- Objective: Rewrite the lines below that begin with the line containing "form: [[540, 942]]." and stop after the line containing "[[1162, 277]]", replacing "taillight" with "rear lamp" and leaving everything else unchanged.
****************************************
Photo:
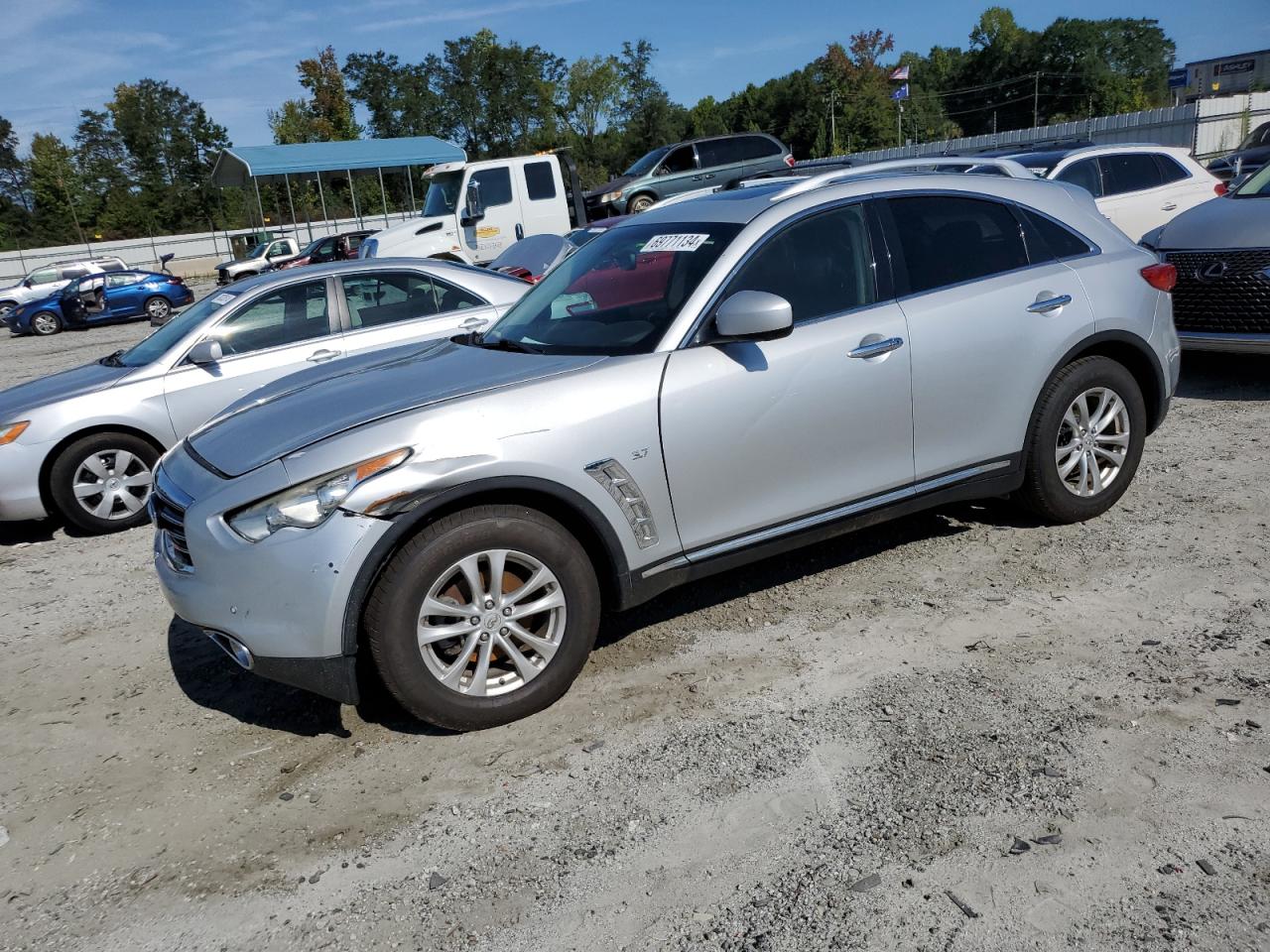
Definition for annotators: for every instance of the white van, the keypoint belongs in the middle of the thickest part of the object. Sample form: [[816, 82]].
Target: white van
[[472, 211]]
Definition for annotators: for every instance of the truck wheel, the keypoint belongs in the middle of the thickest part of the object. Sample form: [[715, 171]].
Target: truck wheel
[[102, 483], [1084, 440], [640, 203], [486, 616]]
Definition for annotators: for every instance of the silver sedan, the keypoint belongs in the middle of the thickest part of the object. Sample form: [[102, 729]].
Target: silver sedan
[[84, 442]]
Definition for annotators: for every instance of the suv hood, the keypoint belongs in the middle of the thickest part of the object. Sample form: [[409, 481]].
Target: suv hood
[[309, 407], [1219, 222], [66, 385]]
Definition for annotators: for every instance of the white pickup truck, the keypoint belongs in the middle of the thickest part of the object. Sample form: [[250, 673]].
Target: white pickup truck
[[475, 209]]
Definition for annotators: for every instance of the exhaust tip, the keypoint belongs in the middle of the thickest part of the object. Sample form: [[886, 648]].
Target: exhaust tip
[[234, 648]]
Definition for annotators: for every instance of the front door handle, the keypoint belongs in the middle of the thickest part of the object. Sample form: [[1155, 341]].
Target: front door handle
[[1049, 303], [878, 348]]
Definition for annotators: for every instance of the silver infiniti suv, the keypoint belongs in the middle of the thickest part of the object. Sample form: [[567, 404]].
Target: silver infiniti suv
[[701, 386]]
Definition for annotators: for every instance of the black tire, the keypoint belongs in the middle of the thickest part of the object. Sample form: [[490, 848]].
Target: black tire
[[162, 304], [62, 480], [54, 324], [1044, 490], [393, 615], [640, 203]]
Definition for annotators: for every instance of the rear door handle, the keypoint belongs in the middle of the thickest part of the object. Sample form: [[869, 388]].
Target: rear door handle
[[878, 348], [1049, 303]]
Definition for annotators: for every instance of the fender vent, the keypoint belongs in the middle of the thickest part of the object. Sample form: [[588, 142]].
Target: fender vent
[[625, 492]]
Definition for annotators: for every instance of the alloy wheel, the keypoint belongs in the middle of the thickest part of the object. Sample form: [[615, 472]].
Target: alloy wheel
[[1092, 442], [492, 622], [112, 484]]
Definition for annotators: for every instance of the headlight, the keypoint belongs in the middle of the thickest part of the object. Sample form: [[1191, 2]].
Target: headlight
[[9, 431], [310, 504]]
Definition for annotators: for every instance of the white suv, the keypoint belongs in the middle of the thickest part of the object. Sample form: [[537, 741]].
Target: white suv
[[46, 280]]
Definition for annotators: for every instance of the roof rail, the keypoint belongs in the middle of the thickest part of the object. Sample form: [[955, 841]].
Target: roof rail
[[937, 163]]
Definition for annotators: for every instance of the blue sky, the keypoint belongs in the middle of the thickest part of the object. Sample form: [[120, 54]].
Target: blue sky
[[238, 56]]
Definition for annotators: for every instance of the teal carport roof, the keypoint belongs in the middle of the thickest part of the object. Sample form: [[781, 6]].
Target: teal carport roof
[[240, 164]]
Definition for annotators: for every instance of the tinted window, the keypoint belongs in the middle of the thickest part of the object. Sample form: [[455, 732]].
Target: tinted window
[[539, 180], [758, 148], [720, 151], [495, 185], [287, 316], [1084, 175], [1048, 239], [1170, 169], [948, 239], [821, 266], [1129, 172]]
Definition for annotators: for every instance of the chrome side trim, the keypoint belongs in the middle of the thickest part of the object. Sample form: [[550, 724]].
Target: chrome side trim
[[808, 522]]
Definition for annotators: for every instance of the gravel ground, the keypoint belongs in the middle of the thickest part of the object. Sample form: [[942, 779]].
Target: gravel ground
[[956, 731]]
****************************************
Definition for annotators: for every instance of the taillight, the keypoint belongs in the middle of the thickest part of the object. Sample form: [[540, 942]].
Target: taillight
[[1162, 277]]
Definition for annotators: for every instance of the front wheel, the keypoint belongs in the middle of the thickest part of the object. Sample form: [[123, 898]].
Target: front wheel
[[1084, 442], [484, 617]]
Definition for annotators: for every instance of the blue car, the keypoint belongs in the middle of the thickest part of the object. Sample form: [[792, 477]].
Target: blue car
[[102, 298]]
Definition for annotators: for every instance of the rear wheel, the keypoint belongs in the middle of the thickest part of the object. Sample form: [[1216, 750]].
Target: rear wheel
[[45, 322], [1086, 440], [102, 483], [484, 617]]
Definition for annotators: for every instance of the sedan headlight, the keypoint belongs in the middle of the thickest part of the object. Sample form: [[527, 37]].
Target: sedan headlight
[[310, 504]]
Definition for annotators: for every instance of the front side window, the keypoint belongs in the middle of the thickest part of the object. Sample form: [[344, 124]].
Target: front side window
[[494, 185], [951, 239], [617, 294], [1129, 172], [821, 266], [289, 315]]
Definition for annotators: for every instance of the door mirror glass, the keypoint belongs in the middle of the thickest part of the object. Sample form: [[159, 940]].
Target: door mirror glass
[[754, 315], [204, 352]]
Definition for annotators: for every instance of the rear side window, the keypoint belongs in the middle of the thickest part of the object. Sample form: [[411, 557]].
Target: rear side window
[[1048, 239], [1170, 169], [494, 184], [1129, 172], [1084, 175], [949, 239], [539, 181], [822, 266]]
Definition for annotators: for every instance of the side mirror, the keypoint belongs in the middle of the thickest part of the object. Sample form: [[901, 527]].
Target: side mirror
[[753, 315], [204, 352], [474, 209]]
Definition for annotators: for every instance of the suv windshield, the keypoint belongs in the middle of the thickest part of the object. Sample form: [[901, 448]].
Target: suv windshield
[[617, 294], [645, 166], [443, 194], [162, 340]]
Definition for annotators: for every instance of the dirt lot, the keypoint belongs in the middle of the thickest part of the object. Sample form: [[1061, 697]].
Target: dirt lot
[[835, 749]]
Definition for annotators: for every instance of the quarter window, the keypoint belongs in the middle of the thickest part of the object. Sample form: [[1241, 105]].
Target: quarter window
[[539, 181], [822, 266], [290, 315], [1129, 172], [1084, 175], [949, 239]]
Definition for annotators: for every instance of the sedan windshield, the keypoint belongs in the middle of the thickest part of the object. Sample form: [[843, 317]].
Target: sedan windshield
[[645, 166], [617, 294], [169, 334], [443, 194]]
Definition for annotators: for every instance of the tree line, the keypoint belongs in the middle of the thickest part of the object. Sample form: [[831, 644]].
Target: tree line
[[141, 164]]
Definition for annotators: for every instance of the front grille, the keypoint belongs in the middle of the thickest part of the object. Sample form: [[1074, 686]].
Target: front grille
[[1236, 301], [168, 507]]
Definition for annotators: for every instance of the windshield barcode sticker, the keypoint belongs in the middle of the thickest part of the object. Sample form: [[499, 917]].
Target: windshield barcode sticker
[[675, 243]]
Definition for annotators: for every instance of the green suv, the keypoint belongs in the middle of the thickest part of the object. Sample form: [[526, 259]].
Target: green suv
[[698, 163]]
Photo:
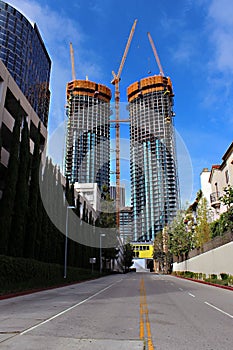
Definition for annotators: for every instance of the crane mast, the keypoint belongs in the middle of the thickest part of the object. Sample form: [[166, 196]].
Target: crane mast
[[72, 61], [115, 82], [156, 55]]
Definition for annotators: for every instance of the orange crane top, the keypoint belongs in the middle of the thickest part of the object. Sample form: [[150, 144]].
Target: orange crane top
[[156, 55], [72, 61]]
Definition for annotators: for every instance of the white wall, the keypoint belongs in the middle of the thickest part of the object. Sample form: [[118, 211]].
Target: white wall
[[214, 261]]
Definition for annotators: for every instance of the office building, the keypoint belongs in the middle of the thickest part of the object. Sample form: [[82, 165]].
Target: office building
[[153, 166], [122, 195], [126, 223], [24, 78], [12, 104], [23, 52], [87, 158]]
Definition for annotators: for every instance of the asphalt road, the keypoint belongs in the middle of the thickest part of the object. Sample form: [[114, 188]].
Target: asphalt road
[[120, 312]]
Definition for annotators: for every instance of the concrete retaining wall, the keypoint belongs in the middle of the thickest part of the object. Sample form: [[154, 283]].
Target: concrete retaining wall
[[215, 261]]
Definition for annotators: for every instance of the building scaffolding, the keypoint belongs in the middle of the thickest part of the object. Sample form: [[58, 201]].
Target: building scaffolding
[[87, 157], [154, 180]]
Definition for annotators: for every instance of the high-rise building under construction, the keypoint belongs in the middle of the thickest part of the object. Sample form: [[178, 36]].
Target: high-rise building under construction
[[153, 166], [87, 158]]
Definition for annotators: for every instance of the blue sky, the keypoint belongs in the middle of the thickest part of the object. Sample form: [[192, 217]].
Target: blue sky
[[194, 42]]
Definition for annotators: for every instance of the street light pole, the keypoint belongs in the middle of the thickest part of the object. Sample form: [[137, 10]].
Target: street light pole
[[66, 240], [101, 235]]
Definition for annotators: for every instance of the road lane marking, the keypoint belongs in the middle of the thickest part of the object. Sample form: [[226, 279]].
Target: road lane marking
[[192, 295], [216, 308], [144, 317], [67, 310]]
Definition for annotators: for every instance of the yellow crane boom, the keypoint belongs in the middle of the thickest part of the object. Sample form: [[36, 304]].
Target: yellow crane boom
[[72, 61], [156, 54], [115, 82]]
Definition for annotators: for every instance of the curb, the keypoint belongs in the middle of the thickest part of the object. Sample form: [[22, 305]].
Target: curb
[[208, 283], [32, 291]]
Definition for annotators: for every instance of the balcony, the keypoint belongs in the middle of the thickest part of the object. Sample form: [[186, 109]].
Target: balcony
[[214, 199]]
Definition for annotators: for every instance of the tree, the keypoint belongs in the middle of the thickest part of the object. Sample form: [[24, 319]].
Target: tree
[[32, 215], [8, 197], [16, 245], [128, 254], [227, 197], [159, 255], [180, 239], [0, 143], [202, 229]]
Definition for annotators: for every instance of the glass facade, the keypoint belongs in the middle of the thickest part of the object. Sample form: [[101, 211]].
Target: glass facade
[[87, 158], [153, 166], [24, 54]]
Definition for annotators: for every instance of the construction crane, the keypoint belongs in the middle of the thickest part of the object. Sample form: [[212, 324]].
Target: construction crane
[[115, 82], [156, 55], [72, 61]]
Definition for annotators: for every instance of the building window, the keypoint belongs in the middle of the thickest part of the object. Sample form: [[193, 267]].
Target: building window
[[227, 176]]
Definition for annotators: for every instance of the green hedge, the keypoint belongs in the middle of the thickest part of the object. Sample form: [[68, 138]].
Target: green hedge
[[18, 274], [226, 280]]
****************************************
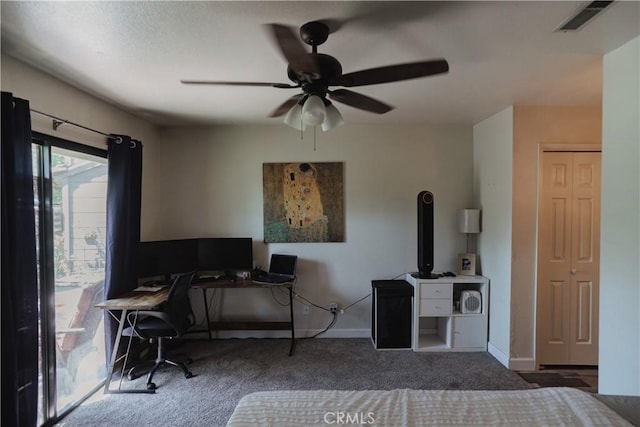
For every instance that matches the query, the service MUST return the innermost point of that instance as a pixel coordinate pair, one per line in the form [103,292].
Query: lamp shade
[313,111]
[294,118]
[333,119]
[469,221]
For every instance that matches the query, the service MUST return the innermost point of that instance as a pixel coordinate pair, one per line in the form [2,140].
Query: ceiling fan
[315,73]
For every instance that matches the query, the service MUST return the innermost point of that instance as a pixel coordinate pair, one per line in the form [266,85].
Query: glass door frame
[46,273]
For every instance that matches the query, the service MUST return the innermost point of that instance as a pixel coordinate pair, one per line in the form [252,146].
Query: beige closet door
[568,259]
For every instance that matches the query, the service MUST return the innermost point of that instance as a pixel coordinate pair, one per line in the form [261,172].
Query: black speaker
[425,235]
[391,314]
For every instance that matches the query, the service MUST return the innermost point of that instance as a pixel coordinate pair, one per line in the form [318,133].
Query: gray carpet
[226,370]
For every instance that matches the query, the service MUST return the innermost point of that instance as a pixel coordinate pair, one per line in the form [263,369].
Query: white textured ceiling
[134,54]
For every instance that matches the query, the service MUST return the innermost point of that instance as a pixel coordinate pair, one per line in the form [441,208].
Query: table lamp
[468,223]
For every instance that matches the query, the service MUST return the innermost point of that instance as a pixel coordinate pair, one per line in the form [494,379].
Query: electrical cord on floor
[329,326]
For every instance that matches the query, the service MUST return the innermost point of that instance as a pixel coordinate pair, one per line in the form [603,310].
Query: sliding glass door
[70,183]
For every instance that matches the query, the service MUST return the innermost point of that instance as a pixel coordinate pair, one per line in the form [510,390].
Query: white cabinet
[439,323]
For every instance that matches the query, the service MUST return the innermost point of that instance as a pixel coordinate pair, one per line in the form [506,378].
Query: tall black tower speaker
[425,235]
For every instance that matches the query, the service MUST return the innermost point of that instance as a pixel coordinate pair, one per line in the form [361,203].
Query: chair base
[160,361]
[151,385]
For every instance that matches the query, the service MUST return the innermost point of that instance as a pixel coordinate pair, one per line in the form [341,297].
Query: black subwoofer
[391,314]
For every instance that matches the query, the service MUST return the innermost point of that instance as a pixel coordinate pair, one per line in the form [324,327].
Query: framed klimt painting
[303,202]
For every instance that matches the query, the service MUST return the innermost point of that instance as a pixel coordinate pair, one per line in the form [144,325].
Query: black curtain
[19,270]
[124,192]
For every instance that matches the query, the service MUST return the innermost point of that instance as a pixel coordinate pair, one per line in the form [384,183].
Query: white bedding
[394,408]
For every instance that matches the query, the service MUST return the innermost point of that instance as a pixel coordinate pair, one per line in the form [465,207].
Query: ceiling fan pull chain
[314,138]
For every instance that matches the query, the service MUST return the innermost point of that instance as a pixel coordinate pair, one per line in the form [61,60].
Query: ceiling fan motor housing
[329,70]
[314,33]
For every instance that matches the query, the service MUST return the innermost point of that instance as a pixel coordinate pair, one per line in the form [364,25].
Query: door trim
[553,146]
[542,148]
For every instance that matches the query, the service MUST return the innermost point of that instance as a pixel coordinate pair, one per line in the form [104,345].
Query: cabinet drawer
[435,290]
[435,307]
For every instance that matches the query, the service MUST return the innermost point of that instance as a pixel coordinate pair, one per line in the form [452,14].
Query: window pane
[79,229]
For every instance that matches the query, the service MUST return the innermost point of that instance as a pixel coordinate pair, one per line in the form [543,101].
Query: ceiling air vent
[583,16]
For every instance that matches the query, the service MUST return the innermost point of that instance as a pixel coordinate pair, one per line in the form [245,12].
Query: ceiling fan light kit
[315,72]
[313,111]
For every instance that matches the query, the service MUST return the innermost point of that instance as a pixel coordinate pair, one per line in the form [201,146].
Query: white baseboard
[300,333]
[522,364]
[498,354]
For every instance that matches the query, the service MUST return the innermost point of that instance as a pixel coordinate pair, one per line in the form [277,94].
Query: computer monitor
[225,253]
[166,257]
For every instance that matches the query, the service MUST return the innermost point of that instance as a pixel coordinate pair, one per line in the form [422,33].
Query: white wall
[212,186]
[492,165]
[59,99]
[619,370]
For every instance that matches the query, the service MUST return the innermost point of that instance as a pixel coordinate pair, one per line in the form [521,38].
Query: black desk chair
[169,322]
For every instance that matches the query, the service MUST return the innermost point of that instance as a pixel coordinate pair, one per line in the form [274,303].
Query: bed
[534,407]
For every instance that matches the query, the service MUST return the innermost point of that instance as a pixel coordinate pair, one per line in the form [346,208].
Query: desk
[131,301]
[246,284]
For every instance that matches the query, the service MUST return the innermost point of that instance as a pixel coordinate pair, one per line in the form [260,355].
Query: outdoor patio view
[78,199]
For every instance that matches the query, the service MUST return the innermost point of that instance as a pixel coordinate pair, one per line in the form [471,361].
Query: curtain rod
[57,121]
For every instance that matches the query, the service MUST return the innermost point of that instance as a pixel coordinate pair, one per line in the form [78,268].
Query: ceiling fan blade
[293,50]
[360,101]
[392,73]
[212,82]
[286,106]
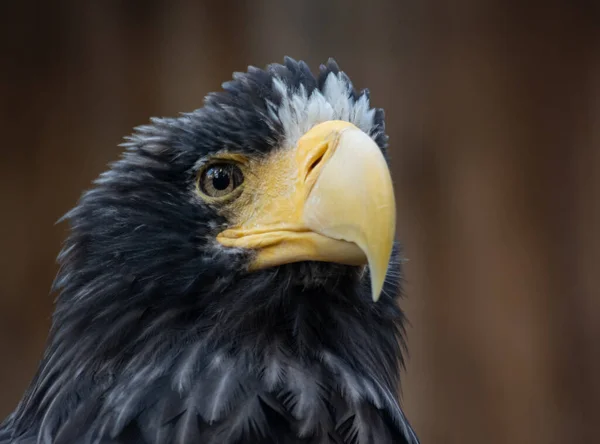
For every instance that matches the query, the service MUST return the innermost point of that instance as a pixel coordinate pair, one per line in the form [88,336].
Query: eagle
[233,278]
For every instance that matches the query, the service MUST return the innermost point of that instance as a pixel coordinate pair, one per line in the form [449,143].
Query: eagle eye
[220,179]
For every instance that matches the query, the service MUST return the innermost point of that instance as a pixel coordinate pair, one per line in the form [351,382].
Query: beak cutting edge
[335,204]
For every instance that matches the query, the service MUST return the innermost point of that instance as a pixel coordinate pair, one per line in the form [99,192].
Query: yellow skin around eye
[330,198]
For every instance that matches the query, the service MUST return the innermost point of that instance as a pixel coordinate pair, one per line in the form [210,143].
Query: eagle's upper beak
****************************************
- Solution below:
Definition for annotators: for every instance of the rear lamp, the keypoint belongs in the middle of the thickest part of the object. Sample form: [[540, 942]].
Target: rear lamp
[[1162, 277]]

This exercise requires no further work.